If `BottleBackend` bloats, the pressure valve is composition one level
down: vend a `backend.network()` / `Wiring` collaborator rather than
piling methods on — the same discipline, recursed.
### State: one SQLite DB, owned by the orchestrator
The orchestrator is the natural owner of per-host **runtime state**:
- pool **slot leases** (which bottle holds slot *i*) — replaces today's
`fcntl`-locked files with WAL-mode transactions;
- the **supervise approval queue** + remembered approvals;
- the **live bottle registry** (source IP → bottle → policy/secrets refs),
the lookup table the attribution invariant reads.
This is deliberately **not** a "single source of truth for all config."
Config splits into three tiers with different homes:
| Tier | Example | Home |
|---|---|---|
| Build-time constants | pool size, IP base, nft table | flat `.env` (PR #350) — must be readable by Nix eval + root bash, zero runtime |
| User-authored config | bottle manifests, egress routes, secret refs | declarative files under `~/.bot-bottle/` — trust boundary at `$HOME`, git-trackable, "unknown keys die at load" |
| Runtime state | slot leases, approvals, registry | **SQLite**, owned by the orchestrator |
SQLite is right for the runtime tier (mutable, concurrent, queried) and
wrong for the other two (Nix can't read it at eval time; it fights the
declarative manifest trust model). Keep the tiers separate.
## Sequencing
Jump straight to the **virtualized** end state (not a host-daemon stepping
stone): a host daemon's agent→`localhost` transport is throwaway once the
orchestrator becomes a VM. Decouple the two risks instead:
- **Consolidation risk** (one process, all secrets, attribution, reload)
and **packaging/transport risk** (VM-to-VM wiring, the shim) are
independent. Develop the orchestrator **service as a plain process
dev-harness** first, so the consolidation logic (attribution, reload,
secret handling) is proven with fast iteration — *then* wrap that exact
service in the VM and solve wiring separately.
Backend order (cheapest proof → hardest → last):
1. **Docker orchestrator** — nearly free (the sidecar bundle is already
containers; collapse N bundles into one persistent container). Proves
consolidation + the `BottleBackend` seam with the least moving parts.
2. **Firecracker orchestrator** — the real work: the shim + VM-to-VM
routing (host forwards `bbfcN` → orchestrator TAP; the nft table grows
forward rules where today it drops all non-DNAT egress). Built against
the dev-harness so the app logic is already proven.
3. **macOS (Apple container)** — last (container-to-container networking).
Keep the sidecar **service one shared thing** throughout.
## Non-goals
- Removing OCI/Dockerfile support for agent images (0069's concern).
- A single database for *all* config (see the three-tier table).

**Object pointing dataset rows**
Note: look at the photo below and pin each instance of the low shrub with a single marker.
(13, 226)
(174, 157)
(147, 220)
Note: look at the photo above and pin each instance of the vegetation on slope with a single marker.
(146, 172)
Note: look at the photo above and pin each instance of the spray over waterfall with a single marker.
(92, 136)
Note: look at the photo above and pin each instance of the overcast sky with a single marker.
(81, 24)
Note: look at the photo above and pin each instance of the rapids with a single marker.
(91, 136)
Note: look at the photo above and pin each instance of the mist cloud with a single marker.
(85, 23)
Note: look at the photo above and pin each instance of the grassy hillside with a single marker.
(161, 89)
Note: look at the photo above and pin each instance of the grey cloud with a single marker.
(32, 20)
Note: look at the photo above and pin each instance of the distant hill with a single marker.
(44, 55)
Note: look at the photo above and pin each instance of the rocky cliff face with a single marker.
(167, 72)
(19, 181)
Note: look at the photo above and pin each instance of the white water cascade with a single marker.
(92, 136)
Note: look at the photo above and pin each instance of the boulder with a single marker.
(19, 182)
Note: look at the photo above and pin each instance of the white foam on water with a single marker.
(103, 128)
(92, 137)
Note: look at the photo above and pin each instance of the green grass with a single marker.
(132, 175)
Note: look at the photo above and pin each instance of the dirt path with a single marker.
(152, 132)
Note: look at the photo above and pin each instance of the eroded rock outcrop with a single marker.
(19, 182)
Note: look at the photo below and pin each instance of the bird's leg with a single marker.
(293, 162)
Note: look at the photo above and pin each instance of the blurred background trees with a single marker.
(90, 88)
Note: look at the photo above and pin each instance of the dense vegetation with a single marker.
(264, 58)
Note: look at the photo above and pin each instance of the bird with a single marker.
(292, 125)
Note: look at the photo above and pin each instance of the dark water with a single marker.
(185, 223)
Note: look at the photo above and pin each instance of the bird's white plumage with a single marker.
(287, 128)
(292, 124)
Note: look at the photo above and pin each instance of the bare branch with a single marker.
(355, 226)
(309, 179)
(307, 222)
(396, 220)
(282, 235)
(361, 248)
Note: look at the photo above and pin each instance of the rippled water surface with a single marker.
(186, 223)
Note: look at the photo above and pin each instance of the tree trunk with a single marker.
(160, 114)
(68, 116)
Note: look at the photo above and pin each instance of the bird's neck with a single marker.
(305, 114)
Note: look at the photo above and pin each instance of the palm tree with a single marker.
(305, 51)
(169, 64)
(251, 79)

**PARTS OF THE EXERCISE**
**a)** Name the backends that the orchestrator design notes list, in the order given.
**b)** Write what comes next in the orchestrator design notes, starting after the last sentence shown.
These records were taken from a separate source.

**SOLVED TASKS**
**a)**
1. Docker orchestrator
2. Firecracker orchestrator
3. macOS (Apple container)

**b)**
- Changing the per-bottle isolation of agent workloads — only the sidecar
is consolidated; agents stay one-VM/container-each.
## Relationship to other work
- **PRD 0069 (#348):** 0070 subsumes its Stage 1 (per-host sidecar) and
Stage 4 (sidecar-as-VM). 0069 retains Stage 2 (nix-built fixed images —
a **dependency** here: the orchestrator and agent base must be
nix-built so the broker launches from a fixed image set and bootstrapping
has no chicken-and-egg) and Stage 3 (in-VM Dockerfile builder).
- **Minimal CI runner (paused):** the Firecracker broker + no host Docker
is what lets a dedicated `gitea` runner user drop the root-equivalent
`docker` group — it only needs broker-socket access + `kvm`/pool group
membership. This work unblocks it.
- **Generic `SecretProvider` (#355):** the future secret-handling
mechanism (see "Secret handling") — generalizes PRD 0048's
`DeployKeyProvisioner` into a user-extensible provider that mints
short-lived creds. Shippable independently; the orchestrator's vault
mints through it.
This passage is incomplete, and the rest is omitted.